• EXERCISE BRIEF
Could you transcribe the material below exactly, without leaving out a single line?

• DATASET EXCERPTS
»»

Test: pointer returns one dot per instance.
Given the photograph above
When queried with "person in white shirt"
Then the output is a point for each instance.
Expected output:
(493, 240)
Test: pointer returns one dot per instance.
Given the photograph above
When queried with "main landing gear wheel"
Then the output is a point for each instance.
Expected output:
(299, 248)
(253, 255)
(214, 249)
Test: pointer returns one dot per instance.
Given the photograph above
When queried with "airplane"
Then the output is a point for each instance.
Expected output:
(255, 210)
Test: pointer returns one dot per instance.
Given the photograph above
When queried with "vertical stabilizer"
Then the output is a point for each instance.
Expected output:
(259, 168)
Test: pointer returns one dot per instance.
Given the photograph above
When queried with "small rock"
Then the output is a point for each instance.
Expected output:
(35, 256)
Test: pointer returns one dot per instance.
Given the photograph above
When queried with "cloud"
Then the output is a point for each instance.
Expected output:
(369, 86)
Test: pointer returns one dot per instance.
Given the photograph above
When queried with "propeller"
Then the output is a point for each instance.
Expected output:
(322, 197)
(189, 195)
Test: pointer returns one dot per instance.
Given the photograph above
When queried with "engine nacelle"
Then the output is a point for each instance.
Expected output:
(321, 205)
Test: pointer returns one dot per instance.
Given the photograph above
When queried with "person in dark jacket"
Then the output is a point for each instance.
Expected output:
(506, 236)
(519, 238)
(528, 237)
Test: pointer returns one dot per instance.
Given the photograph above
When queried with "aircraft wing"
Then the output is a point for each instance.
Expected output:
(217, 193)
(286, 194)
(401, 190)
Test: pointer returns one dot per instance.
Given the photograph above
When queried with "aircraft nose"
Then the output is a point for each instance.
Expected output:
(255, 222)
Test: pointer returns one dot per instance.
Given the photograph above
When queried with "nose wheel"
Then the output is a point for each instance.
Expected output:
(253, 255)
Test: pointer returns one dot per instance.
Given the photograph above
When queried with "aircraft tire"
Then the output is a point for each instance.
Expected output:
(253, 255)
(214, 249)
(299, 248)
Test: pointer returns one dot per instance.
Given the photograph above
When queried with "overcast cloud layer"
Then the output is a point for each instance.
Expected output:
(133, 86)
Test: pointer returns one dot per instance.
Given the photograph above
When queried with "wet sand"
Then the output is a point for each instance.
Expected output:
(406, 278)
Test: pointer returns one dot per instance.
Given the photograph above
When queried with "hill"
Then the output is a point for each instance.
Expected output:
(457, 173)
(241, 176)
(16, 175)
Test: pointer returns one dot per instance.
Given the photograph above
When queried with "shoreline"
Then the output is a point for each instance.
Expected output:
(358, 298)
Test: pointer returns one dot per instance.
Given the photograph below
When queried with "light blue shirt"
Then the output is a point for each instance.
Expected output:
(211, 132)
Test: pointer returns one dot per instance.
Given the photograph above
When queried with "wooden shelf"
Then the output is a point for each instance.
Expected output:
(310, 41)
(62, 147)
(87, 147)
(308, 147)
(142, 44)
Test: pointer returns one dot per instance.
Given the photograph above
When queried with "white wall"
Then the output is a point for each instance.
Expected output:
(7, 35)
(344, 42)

««

• THE REPLY
Test: pointer returns one dot per instance.
Given the photograph above
When queried with "person in white shirt"
Then the output is a point for each instance.
Expected output:
(493, 240)
Test: pointer returns one dot per instance.
Given the photograph above
When queried with "main landing gear wheel"
Then the output is a point for each instance.
Expected output:
(299, 248)
(253, 255)
(214, 249)
Test: pointer returns one dot per instance.
Given the photograph above
When queried with "airplane"
Then the output is a point for each instance.
Expected output:
(255, 210)
Test: pointer returns one dot per instance.
Given the photograph above
When queried with "vertical stabilizer"
Then the output is a point for each instance.
Expected output:
(259, 168)
Test: pointer returns one dot per instance.
Given the photograph above
When queried with "small rock"
Then the output is a point for each instance.
Expected output:
(35, 256)
Test: pointer returns one dot per instance.
Given the photograph above
When queried with "cloud"
Then the output is a point for each instance.
Expected output:
(369, 86)
Test: pointer returns one dot per instance.
Given the photograph above
When queried with "propeller"
Then the output is a point for each instance.
Expected output:
(322, 197)
(189, 195)
Test: pointer returns one dot per instance.
Given the photograph above
When queried with "engine nacelle"
Then the output is a point for each instance.
Expected output:
(321, 205)
Test: pointer returns one dot per instance.
Given the photograph above
When queried with "person in dark jacket"
Then the output is a point for each instance.
Expected output:
(506, 236)
(519, 238)
(528, 237)
Test: pointer returns one dot per instance.
Given the photograph above
When queried with "aircraft wing"
Then the output is a point for each instance.
Expected output:
(217, 193)
(286, 194)
(401, 190)
Test: pointer returns one dot per instance.
Given the photograph above
When queried with "aircraft nose"
Then the output is a point for each instance.
Expected output:
(255, 222)
Test: pointer returns one dot per instance.
Given the photograph above
When queried with "nose wheel"
Then the output is a point for each instance.
Expected output:
(253, 255)
Test: pointer returns one dot per instance.
Given the photograph above
When queried with "aircraft tire"
Then the output is a point for each instance.
Expected output:
(253, 255)
(214, 249)
(299, 248)
Test: pointer returns one dot per instance.
Given the photograph above
When queried with "overcast cloud layer"
Then the output is a point for each instance.
Expected output:
(133, 86)
Test: pointer returns one dot per instance.
Given the photograph above
When queried with "wet sand"
Then the output is a point for each instance.
Expected output:
(406, 278)
Test: pointer returns one dot per instance.
Given the photograph above
When queried with "hill"
Then the output is a point for each instance.
Expected output:
(457, 173)
(241, 176)
(16, 175)
Test: pointer returns one dot per instance.
Given the photograph above
When queried with "shoreline"
Then the output is a point for each instance.
Expected output:
(358, 298)
Test: pointer returns one dot per instance.
Given the photograph below
When queried with "light blue shirt"
Then the output is a point for each instance.
Expected output:
(211, 132)
Test: pointer returns one dot per instance.
Given the photograph above
When queried with "wooden shelf"
Then the output is a point for each instance.
Expected output:
(310, 41)
(62, 147)
(87, 147)
(308, 147)
(142, 44)
Test: pointer returns one dot per instance.
Given the photograph above
When queried with "white wall"
Then the output is a point for each instance.
Expected output:
(7, 35)
(344, 42)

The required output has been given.